Job
Gather every line from the items below that contains the word "rippled", matching its case exactly.

(Object location annotation data)
◆ ◆ ◆ ◆ ◆

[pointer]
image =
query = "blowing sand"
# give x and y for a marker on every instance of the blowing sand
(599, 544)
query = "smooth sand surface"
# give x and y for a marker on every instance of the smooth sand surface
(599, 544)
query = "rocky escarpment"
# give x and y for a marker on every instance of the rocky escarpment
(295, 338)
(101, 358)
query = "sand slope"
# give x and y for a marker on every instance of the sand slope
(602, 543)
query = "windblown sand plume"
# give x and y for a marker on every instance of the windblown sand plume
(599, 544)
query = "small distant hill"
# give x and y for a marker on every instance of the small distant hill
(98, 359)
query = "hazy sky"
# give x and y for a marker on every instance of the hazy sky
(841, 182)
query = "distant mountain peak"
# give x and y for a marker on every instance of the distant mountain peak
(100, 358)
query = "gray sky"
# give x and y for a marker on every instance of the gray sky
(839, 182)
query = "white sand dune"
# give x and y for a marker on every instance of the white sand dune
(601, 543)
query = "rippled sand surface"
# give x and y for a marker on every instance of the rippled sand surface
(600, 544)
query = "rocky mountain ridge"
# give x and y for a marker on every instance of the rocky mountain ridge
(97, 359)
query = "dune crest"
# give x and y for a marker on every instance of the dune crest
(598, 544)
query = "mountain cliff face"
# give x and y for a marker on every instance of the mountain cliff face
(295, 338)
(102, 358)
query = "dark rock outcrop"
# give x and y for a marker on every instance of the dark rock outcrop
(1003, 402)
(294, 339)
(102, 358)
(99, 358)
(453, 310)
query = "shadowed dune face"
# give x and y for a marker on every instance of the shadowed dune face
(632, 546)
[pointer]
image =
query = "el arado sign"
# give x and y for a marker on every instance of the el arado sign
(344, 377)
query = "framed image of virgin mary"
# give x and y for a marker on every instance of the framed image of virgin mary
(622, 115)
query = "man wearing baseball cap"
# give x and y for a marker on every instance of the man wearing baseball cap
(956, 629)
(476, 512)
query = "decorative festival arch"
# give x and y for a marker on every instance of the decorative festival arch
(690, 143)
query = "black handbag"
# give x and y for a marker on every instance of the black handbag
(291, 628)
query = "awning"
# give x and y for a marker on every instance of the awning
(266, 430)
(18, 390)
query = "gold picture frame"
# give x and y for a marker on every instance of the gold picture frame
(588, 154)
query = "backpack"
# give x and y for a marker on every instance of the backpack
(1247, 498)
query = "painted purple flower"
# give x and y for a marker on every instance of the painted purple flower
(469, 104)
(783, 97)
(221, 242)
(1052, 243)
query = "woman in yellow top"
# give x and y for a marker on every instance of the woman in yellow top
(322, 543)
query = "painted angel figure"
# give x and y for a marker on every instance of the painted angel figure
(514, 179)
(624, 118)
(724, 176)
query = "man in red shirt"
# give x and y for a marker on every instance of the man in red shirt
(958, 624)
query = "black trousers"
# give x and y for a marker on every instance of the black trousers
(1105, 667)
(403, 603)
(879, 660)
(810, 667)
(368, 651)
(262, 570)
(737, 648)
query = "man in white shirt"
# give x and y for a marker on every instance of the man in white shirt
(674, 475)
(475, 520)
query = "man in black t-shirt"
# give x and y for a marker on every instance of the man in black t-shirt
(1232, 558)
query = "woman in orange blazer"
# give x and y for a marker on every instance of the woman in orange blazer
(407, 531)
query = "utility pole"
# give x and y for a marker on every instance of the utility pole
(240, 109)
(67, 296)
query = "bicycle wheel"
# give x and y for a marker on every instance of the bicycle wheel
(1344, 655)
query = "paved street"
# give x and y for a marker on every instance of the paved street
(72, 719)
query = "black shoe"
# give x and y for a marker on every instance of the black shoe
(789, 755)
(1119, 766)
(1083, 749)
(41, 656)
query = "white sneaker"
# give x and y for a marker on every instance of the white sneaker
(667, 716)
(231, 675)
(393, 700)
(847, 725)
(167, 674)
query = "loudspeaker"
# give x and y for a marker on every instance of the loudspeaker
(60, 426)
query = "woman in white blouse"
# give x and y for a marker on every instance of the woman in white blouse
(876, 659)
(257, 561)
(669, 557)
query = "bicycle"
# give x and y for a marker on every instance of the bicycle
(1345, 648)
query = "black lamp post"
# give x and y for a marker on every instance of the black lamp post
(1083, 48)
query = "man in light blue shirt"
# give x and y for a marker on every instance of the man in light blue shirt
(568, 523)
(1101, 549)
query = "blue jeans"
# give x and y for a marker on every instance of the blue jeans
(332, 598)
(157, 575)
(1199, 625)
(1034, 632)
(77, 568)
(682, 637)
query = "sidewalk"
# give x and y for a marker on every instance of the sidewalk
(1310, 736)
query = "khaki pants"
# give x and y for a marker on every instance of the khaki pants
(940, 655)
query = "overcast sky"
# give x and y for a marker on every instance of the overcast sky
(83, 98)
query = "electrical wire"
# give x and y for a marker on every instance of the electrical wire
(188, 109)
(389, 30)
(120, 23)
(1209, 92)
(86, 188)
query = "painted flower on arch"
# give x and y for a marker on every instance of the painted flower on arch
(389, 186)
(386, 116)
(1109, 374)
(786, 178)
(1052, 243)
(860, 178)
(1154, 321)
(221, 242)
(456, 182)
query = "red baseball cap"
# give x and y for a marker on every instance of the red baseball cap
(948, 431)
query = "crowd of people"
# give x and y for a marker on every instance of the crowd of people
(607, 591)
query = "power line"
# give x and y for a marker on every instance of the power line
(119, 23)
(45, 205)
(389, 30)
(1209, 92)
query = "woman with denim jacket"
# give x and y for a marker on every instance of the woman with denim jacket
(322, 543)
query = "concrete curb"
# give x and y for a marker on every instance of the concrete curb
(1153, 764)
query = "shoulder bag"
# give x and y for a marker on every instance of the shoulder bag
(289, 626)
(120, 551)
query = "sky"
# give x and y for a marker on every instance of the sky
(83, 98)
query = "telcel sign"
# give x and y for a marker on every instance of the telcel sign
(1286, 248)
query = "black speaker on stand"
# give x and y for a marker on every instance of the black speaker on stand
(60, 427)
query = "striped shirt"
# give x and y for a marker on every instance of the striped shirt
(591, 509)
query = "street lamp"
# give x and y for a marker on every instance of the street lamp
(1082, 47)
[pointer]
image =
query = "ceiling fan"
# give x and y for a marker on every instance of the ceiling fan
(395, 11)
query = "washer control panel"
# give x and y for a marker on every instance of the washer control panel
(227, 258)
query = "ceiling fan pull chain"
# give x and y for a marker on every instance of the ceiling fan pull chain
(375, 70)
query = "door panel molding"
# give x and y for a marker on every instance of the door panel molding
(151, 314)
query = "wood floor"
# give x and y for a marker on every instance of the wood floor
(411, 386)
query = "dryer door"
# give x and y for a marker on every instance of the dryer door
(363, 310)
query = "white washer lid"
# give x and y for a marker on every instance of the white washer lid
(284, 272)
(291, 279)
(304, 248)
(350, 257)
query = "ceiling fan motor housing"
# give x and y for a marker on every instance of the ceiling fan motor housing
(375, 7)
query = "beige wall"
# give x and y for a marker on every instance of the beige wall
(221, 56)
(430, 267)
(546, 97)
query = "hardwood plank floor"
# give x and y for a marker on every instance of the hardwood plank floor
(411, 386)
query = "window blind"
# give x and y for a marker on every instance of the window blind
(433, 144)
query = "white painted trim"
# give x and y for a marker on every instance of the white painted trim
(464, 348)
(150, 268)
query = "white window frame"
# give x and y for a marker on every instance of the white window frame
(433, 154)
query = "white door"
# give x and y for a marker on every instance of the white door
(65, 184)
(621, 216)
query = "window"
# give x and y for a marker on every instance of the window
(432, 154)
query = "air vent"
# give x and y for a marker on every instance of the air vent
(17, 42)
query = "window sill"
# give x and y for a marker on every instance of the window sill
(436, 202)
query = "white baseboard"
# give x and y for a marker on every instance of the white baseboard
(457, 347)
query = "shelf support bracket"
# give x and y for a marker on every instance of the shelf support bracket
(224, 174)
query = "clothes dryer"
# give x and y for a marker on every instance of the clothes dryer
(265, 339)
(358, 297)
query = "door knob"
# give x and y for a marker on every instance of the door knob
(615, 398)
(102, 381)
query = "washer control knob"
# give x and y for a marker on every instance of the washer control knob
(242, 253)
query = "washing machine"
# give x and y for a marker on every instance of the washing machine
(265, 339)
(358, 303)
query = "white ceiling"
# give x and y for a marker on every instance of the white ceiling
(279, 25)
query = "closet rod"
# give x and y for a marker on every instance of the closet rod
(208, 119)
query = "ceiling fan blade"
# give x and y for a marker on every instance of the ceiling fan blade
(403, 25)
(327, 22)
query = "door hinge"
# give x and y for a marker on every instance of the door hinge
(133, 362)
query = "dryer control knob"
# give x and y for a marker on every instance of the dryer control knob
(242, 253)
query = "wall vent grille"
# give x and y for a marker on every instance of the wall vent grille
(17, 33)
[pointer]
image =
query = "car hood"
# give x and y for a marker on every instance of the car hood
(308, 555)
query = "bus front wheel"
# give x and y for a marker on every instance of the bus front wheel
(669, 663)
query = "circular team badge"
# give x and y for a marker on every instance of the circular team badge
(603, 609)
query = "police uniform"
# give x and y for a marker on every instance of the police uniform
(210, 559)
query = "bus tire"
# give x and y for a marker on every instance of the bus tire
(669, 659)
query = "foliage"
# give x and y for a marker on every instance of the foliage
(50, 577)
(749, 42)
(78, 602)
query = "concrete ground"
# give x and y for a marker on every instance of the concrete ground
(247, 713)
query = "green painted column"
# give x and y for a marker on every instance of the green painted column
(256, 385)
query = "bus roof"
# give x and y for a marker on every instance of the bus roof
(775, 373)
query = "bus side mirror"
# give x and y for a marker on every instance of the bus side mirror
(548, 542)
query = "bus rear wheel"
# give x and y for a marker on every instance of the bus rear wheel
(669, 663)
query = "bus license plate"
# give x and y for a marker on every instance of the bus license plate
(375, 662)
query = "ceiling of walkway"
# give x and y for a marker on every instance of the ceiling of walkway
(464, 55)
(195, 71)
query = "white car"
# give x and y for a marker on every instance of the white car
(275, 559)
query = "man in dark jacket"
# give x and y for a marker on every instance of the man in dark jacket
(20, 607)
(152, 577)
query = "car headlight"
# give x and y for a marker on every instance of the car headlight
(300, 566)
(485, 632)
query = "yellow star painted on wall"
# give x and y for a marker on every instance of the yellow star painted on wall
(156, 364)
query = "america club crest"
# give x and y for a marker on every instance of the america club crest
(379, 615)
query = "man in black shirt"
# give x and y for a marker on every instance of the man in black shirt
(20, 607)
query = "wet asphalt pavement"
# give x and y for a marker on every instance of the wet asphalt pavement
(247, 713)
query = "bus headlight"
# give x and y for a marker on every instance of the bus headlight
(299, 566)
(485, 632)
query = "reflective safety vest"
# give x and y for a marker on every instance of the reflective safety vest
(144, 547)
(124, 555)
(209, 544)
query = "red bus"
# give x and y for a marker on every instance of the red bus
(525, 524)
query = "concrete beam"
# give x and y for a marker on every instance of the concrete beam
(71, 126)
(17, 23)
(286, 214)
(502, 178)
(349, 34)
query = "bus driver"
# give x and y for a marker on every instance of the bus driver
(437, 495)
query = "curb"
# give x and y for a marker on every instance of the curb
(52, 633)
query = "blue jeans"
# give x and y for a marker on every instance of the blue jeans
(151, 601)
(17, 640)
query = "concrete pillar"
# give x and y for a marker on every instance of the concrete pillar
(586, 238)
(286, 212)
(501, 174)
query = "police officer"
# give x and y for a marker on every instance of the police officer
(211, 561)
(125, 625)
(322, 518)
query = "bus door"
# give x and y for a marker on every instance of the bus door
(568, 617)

◆ ◆ ◆ ◆ ◆

Task output
query = "rippled sand surface"
# give x and y for a marker on every instance of the rippled sand surface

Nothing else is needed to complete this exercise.